Des licences en guise de fonds de pension

Ces licences achetées par les chauffeurs de taxi étaient vues comme des investissements pour le futur. En effet, à défaut de fonds de retraite, ces travailleurs comptaient sur la revente des licences pour être capables d’assurer leur retraite.

« Il faut comprendre que la majorité des chauffeurs de taxi viennent de l’étranger, continue Jean-François. Ils ont connu des réalités difficiles et sont venus au Canada pour y trouver une vie meilleure. En fait, le monde du taxi est un bel exemple de réussite de l’intégration des immigrants et une belle réalité multiculturelle. Toutefois, ces derniers ont acheté des licences de taxis pour assurer leurs vieux jours et avec ce nouveau projet de loi, ils vont tout perdre. »

Rappelons que l’arrivée d’UBER au Canada avait déjà affecté le marché des taxis. La valeur estimée des permis avant l’arrivée d’UBER était d’environ 1,4 milliard, ils en sont maintenant à environ 700 millions. Certes, après avoir pris des décisions sur cette nouvelle réalité, le gouvernement avait donné des compensations, mais celles-ci étaient réparties selon les régions et des évaluations du marché.

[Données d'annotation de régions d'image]

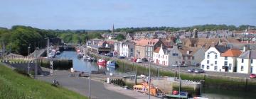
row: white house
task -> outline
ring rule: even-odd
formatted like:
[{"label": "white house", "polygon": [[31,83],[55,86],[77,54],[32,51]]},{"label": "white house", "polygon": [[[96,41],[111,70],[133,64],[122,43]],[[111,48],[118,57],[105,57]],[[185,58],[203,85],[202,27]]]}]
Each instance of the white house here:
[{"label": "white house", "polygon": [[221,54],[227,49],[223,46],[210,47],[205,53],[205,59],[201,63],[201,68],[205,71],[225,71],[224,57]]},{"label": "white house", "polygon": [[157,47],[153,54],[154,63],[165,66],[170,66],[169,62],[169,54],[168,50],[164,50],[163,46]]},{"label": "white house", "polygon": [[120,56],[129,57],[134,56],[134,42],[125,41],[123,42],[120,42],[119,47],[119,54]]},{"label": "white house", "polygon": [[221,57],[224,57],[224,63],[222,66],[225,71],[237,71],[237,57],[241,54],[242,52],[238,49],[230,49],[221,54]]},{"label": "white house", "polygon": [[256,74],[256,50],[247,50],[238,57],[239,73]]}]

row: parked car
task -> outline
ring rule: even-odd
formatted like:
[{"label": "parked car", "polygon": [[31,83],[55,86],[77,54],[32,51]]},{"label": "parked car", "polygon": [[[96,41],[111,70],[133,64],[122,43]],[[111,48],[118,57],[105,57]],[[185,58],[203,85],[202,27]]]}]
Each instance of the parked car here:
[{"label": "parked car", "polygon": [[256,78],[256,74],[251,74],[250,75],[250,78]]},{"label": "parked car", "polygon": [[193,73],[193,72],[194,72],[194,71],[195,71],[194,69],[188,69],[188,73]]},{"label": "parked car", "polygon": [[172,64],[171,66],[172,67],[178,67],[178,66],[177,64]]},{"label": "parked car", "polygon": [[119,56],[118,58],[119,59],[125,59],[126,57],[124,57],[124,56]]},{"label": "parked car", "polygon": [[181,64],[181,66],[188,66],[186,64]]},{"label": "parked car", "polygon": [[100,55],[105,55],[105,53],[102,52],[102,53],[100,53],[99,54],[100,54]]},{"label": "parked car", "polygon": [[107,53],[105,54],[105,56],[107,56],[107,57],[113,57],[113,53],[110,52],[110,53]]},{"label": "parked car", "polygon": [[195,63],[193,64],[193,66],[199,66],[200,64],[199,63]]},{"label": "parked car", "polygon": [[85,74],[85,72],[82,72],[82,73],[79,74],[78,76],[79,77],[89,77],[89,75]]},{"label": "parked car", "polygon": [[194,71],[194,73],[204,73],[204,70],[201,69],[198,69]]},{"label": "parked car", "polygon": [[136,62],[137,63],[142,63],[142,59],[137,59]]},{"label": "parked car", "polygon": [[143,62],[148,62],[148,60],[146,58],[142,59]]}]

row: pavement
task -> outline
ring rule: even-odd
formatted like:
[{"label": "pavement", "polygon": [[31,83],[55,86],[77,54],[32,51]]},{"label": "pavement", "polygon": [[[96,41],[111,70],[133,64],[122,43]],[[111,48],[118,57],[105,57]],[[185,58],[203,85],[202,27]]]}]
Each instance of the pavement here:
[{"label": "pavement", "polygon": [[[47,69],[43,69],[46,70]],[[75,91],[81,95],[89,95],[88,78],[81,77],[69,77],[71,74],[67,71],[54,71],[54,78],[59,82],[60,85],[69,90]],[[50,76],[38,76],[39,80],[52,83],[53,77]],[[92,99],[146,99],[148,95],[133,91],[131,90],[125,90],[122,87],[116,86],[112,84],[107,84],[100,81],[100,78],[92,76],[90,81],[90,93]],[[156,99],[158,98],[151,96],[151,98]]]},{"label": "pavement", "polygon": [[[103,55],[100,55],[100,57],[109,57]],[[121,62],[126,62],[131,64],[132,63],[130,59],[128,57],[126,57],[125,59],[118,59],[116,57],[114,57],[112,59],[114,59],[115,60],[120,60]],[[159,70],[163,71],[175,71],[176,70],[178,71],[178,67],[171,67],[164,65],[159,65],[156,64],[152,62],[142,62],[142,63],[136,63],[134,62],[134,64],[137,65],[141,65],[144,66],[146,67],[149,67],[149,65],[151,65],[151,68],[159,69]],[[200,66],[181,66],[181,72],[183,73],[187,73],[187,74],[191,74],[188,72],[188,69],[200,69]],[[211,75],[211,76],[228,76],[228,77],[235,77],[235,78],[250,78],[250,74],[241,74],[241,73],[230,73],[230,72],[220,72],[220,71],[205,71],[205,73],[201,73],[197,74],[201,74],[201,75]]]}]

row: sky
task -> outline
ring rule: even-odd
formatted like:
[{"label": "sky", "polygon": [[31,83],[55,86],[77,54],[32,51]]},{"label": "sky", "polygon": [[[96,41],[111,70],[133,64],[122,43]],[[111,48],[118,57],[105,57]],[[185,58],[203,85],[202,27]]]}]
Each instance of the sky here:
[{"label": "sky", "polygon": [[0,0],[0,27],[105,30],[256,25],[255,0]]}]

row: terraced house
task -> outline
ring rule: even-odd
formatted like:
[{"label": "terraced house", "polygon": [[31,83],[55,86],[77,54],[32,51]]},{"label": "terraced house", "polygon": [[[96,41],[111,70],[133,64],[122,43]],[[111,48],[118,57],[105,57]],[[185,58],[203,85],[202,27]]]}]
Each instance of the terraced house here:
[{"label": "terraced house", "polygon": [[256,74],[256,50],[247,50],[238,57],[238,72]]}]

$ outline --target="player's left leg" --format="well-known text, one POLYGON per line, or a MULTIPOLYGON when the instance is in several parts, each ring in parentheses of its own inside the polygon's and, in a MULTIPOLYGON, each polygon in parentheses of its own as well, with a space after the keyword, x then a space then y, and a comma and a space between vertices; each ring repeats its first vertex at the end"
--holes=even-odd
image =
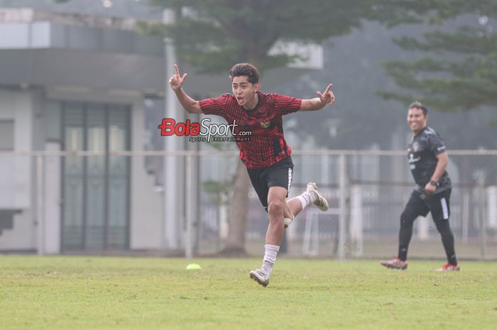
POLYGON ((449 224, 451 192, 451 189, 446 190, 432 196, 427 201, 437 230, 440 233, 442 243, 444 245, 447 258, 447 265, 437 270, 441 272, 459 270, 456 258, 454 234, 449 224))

Consigne A> Relevez tous les noms propres distincts qui figurent dans l'extrait sur les licences de taxi.
Consigne B> Traduisez en anglais cette phrase de l'extrait sur les licences de taxi : « Ces licences achetées par les chauffeurs de taxi étaient vues comme des investissements pour le futur. »
Consigne C>
Répondez aux questions suivantes d'après l'extrait sur les licences de taxi.
(i) D'après Jean-François, d'où vient la majorité des chauffeurs de taxi ?
(ii) À combien la valeur des permis était-elle estimée avant l'arrivée d'UBER ?
(iii) Selon quels critères les compensations du gouvernement étaient-elles réparties ?
Les enregistrements ne sont pas nécessaires ici.

Résultat final A> Jean-François, Canada, UBER

Résultat final B> These licenses bought by taxi drivers were seen as investments for the future.

Résultat final C>
(i) De l'étranger.
(ii) À environ 1,4 milliard.
(iii) Selon les régions et des évaluations du marché.